_TEXTO FORNECIDO_
CSM|SP: Registro de imóveis – Dúvida julgada procedente – Escritura pública de dação em pagamento – Imóvel que sofreu destaque decorrente de desapropriação – Necessidade de prévia retificação de registro para adequação da descrição do imóvel e apuração da área remanescente – Ofensa ao princípio da especialidade objetiva – Controle da disponibilidade – Recurso a que se nega provimento.

ACÓRDÃO

Vistos, relatados e discutidos estes autos de Apelação Cível nº 1013702-20.2022.8.26.0068, da Comarca de Barueri, em que é apelante COMERCIAL AGRICOLA E ADMINISTRADORA MORIANO LTDA, é apelado OFICIAL DO REGISTRO DE IMOVEIS E ANEXOS DA COMARCA DE BARUERI.

_ENUNCIADO_
Explique, em uma a três frases e com base no texto fornecido, por que era necessária a prévia retificação de registro no caso da escritura pública de dação em pagamento. O material seguinte é independente do texto fornecido.

_DADOS FORNECIDOS_
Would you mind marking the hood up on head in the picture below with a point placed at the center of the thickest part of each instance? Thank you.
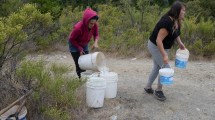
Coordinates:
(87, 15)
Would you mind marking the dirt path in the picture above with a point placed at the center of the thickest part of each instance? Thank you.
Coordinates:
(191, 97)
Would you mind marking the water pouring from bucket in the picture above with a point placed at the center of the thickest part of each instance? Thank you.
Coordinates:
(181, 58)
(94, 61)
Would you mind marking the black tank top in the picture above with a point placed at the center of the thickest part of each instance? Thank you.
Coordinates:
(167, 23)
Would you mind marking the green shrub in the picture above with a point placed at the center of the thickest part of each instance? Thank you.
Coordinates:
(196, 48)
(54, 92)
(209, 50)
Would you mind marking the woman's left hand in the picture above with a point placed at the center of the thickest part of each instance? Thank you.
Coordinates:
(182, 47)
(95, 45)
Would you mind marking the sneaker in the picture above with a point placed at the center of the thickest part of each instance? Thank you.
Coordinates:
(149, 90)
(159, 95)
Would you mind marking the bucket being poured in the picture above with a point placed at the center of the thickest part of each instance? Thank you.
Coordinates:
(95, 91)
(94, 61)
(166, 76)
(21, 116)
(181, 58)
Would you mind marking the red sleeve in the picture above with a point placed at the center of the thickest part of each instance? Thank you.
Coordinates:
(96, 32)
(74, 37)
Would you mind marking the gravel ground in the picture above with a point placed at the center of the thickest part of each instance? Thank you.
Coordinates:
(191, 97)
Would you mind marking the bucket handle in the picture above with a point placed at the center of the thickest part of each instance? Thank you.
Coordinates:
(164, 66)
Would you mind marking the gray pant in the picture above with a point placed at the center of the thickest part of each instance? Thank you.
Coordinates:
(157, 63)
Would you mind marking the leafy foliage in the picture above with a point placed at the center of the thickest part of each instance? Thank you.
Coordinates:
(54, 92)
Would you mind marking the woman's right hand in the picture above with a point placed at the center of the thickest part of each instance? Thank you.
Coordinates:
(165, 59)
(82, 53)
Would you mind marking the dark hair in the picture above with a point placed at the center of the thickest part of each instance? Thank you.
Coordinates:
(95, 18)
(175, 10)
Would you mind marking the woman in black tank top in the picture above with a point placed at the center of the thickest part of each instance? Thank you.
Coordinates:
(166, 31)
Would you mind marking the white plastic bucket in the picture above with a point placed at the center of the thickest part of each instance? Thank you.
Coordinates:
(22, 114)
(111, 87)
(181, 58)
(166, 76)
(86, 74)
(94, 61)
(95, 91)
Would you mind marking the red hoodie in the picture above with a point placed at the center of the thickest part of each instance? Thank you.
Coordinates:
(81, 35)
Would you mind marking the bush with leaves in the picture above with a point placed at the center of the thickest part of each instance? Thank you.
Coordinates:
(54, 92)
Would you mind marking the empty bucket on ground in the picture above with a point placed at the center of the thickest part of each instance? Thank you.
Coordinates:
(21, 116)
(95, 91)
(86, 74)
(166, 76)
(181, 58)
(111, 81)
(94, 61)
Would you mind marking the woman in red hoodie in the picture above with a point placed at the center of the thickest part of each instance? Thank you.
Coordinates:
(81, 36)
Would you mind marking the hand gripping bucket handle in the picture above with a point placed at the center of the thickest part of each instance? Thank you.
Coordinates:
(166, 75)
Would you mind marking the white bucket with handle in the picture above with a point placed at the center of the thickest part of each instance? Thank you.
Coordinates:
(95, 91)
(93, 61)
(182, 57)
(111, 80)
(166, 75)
* * *
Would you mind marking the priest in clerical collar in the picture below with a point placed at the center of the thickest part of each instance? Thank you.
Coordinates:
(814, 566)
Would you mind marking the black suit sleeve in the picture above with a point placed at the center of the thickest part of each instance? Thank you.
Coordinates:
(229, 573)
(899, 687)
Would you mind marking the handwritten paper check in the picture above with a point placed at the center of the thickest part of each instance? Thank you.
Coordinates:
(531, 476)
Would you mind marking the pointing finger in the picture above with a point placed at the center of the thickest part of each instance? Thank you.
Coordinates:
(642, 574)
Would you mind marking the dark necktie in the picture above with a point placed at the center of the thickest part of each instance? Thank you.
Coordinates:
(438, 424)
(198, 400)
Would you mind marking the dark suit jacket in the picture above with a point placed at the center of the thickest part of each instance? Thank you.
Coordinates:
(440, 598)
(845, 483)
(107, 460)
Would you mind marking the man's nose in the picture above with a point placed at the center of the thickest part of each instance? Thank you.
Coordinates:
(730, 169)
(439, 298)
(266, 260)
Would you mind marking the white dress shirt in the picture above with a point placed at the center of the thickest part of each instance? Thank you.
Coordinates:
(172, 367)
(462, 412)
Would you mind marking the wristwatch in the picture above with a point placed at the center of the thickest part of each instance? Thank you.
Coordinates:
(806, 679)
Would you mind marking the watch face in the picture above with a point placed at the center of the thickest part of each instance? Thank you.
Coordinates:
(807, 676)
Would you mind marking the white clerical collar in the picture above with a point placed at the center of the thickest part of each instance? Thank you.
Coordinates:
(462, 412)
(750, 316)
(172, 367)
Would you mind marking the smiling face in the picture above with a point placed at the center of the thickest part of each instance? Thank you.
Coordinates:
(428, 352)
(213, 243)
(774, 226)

_RESPOSTA_
O imóvel sofreu um destaque decorrente de desapropriação, e a retificação era necessária para adequar sua descrição e apurar a área remanescente. Sem ela, haveria ofensa ao princípio da especialidade objetiva.